## WORK INSTRUCTIONS
In the history text below, rewrite the paragraph beginning "During the Middle Ages" as a short bulleted list that keeps its main facts.

History Rewritten

When I first discovered and was almost immediately fascinated by history, especially ancient history, history book after history book postulated that the pyramids had to have been built by slave labor. More recent archeological discoveries have revealed that they were built by paid and comparatively well-fed skilled workers.

Likewise, in the 1950s and early 1960s, virtually all books about post-colonial western hemisphere grossly underestimated the pre-colonial population, especially that of North America, and presented the United States and Canada as sparsely populated by benighted and uncivilized “Indians.” Many history books of that period even reiterated the myth that a significant percentage of the European population believed that the earth was flat. Both sets of assertions have proved to be untrue.

During the Middle Ages and even after the Renaissance, much of Europe idolized and idealized the “great” civilization of the Roman Empire, but the majority of technology underlying the Roman Empire came from foreign, primarily Greek, sources. With the possible exception of concrete, the Romans didn’t excel at technological ideas, but at the wide-scale implementation of existing technology, often by slaves. In fact, at the time of Caesar, between twenty and thirty percent of the population of Italy consisted of slaves, something that is still seldom mentioned in references to the Roman Empire.

Despite the fact that the American South rebelled and tried to leave the Union in order to preserve slavery and effectively retain white supremacy, for almost a century after the Civil War, the social and political aristocracy of the south struggled to rewrite history, through literature, politics, and lots of statues and monuments, under the guise of states’ rights and to portray the soldiers and generals of the south as noble figures, rather than traitors and pawns of the old order.

Unfortunately, not all inaccurate writing or rewriting of history lies in the past. For whatever reason, these days no one seems comfortable pointing out that virtually all black slaves sold to southern American planters were originally enslaved by other blacks, and that the practice continues, if on a much, much smaller scale, even today in Africa. While that doesn’t excuse in the slightest the whites who bought blacks to enrich their coffers, not all the blame for the ills of slavery can or should be laid exclusively on whites.

Likewise, the current push by ultraconservatives to return to the idealized and conveniently “sterilized” time of free-enterprise ignores the wide-spread ills of early free-enterprise, from ten to twelve hour days six days a week, wide-spread child labor, unsafe working conditions, contaminated food, and more, all of which are overlooked.

Also, despite widescale revelations over the past two decades, most Americans still have no idea how much the American business community influenced American intervention and military pressure around the world and especially in Central and South America and how much of the immigration problem that meddling has led to.

## EXTRACTED ENTRIES
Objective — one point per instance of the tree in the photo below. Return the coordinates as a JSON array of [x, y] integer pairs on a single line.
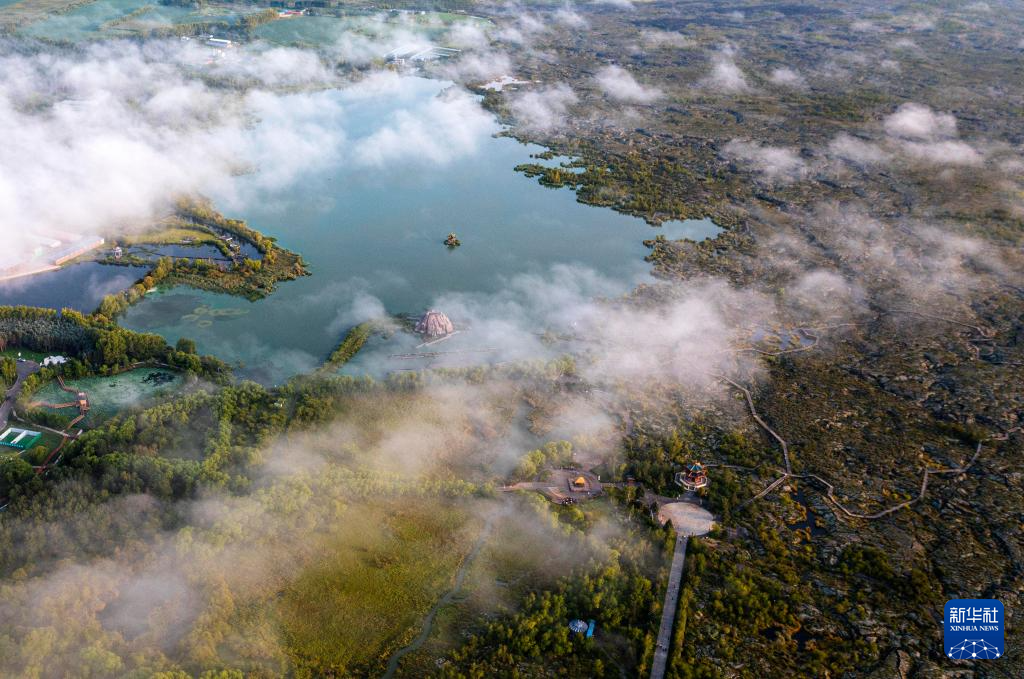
[[185, 345]]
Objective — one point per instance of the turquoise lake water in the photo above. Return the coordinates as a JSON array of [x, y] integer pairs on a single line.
[[378, 232]]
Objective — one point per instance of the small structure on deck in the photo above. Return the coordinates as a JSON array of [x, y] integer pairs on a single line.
[[693, 478], [22, 439], [434, 325]]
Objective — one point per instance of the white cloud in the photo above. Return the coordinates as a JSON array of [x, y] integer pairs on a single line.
[[725, 76], [543, 110], [656, 38], [914, 121], [567, 15], [108, 136], [786, 77], [775, 163], [857, 151], [621, 85]]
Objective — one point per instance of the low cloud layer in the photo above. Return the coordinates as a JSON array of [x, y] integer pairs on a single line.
[[621, 85], [545, 109], [108, 136]]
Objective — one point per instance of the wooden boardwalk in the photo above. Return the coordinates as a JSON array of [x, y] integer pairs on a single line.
[[660, 661]]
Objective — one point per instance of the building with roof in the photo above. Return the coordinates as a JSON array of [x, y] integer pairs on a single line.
[[20, 439]]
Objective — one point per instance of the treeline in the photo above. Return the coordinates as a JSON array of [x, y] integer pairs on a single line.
[[552, 455], [203, 212], [537, 641], [94, 345], [350, 344]]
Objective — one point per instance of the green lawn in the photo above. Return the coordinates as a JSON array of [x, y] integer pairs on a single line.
[[369, 593]]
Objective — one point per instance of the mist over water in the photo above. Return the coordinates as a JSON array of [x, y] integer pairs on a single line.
[[373, 228]]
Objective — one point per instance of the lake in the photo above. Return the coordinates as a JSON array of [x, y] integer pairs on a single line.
[[375, 232]]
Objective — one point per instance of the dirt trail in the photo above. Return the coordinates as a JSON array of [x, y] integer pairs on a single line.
[[428, 622]]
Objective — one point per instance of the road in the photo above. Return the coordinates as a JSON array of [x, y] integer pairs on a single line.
[[687, 519], [25, 369], [660, 662]]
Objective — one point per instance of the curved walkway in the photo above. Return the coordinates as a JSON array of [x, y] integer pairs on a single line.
[[687, 519]]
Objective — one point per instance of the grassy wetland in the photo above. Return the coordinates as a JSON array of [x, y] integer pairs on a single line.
[[842, 351]]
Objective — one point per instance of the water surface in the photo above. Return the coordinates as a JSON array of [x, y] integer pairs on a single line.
[[376, 232]]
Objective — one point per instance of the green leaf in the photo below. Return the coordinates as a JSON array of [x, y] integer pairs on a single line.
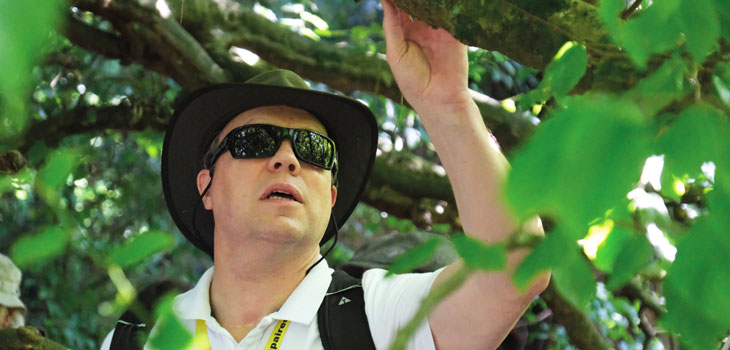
[[140, 248], [561, 75], [664, 24], [700, 273], [415, 257], [56, 170], [169, 333], [478, 255], [609, 11], [609, 250], [723, 12], [545, 256], [697, 135], [570, 270], [40, 247], [23, 29], [660, 88], [699, 22], [634, 255], [580, 163], [574, 279]]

## RESPONSE TO THE EXERCISE
- During the Middle Ages and after the Renaissance, much of Europe idolized and idealized the Roman Empire.
- Most of the technology behind the Roman Empire came from foreign sources, mainly Greek ones.
- With the possible exception of concrete, the Romans excelled at implementing existing technology on a wide scale, often using slaves, rather than at new technological ideas.
- At the time of Caesar, slaves made up twenty to thirty percent of Italy's population, which is still seldom mentioned in references to the Roman Empire.